EXTRACTED TEXT:
>>>

- Born: March 25, 1976 (age 50) Vista, California, U.S.
- Education: Northern Arizona University (attended) Academy of Art University (BFA, Photography)
- Occupations: Photographer, commercial fisherman
- Years active: 2002–present
- Known for: Fine art, documentary, and commercial photography
- Notable work: Fish-Work photography project, Fish-Work: The Bering Sea (book)
- Television: Deadliest Catch (Season 2)
- Awards: Pictures of the Year International – 1st Place Feature Photo Story (2017)
- Website: coreyfishes.com

= Corey Arnold =

American photographer

Corey Arnold (born March 25, 1976) is an American fine art, documentary, and commercial photographer and commercial fisherman, based in Portland, Oregon. His work explores man's relationship with the natural world, animals, and environmental issues with a primary focus on the Alaskan wilderness. Since 2002 he has photographed his life at sea while working as a Bering Sea crab fisherman and during his summers as a captain of a Bristol Bay sockeye salmon fishing boat in Alaska.

==Early life and education==
Arnold was born in Vista, California, and grew up there. He has discussed the positive influence of his father, an avocado farmer, sport fisherman, and a photography enthusiast. Arnold and his father fished together throughout Arnold's childhood, including going to Alaska in the summers where Arnold first witnessed the Alaskan commercial fishing industry.

Arnold attended Northern Arizona University in Flagstaff, Arizona and earned his BFA in Photography at the Academy of Art University in San Francisco, California.

<<<

DATA BLOCK:

>>>

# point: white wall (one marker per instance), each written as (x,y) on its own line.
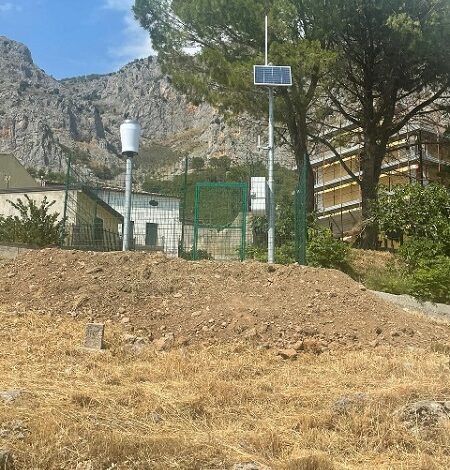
(165,214)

<<<

STUDY QUESTIONS:
**a)** Using the Corey Arnold biography, decide whether each statement agrees with it, and back each decision with the deciding words quoted from the text: (i) Arnold's father farmed avocados. (ii) Arnold earned his BFA at Northern Arizona University. (iii) Arnold is based in Seattle, Washington.
**b)** According to the Corey Arnold biography, what kind of boat does Arnold captain during his summers?
**c)** Proceed with the Corey Arnold biography, picking up right after its final sentence about his education.

ANSWERS BY TASK:
**a)**
(i) Yes: "his father, an avocado farmer, sport fisherman, and a photography enthusiast"
(ii) No: "earned his BFA in Photography at the Academy of Art University in San Francisco, California"
(iii) No: "based in Portland, Oregon"

**b)** A Bristol Bay sockeye salmon fishing boat in Alaska.

**c)**
==Career==
After graduating from college, Arnold decided to find work in Alaskan fisheries and photograph his experiences. He has said, "The sea is a great mystery to me. You never know what might show up in the net, pot, or hook. I love to photograph the creatures that we encounter: seabirds, marine mammals, octopus, the waves, the weather and the men and woman who live for it. I want give the viewer a visceral experience of what fish-work is all about. I also aim to educate the public about where our food comes from and talk about ways that commercial fishing and environmentalism can co-exist." This body of work became Fish-Work, an ongoing photography project documenting Arnold's experiences of life at sea.

Two years into his career as a Bering Sea fisherman, the Discovery Channel show Deadliest Catch began filming. Arnold appears in Season Two of Deadliest Catch, and one of his photographs ran on a billboard in Times Square advertising the show.

His photographs have been exhibited widely and published in The New Yorker, National Geographic, The Paris Review, Time, The New York Times, California Sunday Magazine, Harper's, Outside, Esquire, The Guardian, and Juxtapoz, among others.

==Awards and grants==
- 2017 Pictures of the Year International – 1st Place Feature Photo Story for "Unplugging the Selfie Generation" National Geographic Magazine

==Published books==
Two books on Arnold's work have been published by Nazraeli Press: a 2011 monograph entitled Fish-Work: The Bering Sea and a 2011 titled Fishing with My Dad 1978–1995.

==Personal life==
Arnold has worked seasonally as a commercial fisherman in Alaska since 1995, including seven years of crabbing in the Bering Sea aboard the f/v Rollo. He now captains a commercial gillnetter, harvesting wild and sustainable sockeye salmon in Bristol Bay, Alaska while living seasonally in an abandoned salmon cannery complex called Graveyard Point.

Arnold is a vocal opponent to the proposed Pebble Mine in Alaska.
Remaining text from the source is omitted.